**TASK INSTRUCTIONS:**
a) In the forum post about Festival phone sets, what is the set A transcription of "goat"?
b) Summarize the forum post about Festival phone sets in two sentences.
c) Extend the forum post about Festival phone sets from its final sentence.

**SOURCE PASSAGE:**
- This topic has 3 replies, 2 voices, and was last updated 1 year, 4 months ago by .
Viewing 3 reply threads
Viewing 3 reply threads
- You must be logged in to reply to this topic.
› Forums › Speech Synthesis › Festival › Phone set used for alignment vs synthesis
Hi,
There are two sets of phones used for transcriptions: set “A” that is not marked for stress, and set “B” that is. Set A has more “versions” of the different phones (e.g. oi, oo, or, ou, ow, owr) than set B (e.g. ow and oy). For example, “goat” is transcribed to “g ou t” in set A, but “g ow t” in set B.
If we get a transcription lookup from festival it uses set B. However, the alignment seems to be done with set A (those in the .mlf file).
Which phone set is used for speech generation? I would guess set B, since that is what is used for transcriptions in Festival. Wouldn’t that clash with the phones used at the alignment step?

**SOURCE DATA:**
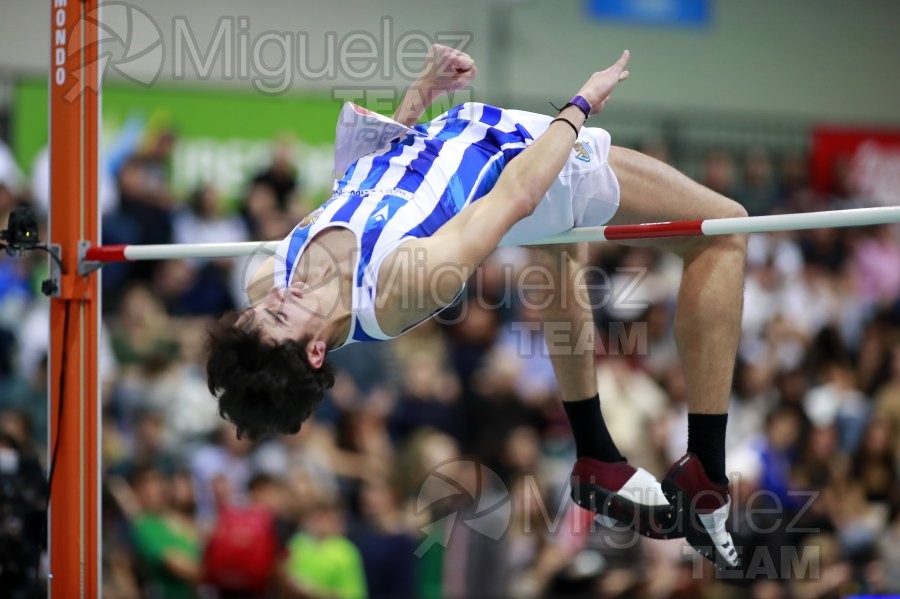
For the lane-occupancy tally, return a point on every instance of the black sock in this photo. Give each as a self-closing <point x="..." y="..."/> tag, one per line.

**THE REPLIES:**
a) "g ou t"

b) The post describes two phone sets for transcriptions: set A, which is not marked for stress and has more versions of some phones, and set B, which is marked for stress. Festival's transcription lookup uses set B while alignment seems to use set A, so the poster asks which set is used for speech generation and whether that would clash with the alignment step.

c)
Thank you
Yes, you need to use the same front end (ie phone set, lexicon, g2p model etc) for alignment and voice building as you will use at run time for the resulting synthetic voice.
It sounds like you may have built the initial mlf creation step using a different festival voice? (Maybe the default one that’s loaded when you start festival?)
I created the .mlf with the General American phone list (phone set “A” in my first post). How can I make sure it’s using that same phone set when it creates the .phones file?
I created that phone file with the same phone set (gam) with the command
festival –script \$FESTVOXDIR/src/promptselect/text2utts.scm
-eval festival_with_gam.scm
-level Segment
-itype data
-o stories_utts.phones stories_utts.data
I still get different phones in the .mlf file and the .phones file.
Some forums are only available if you are logged in. Searching will only return results from those forums if you log in.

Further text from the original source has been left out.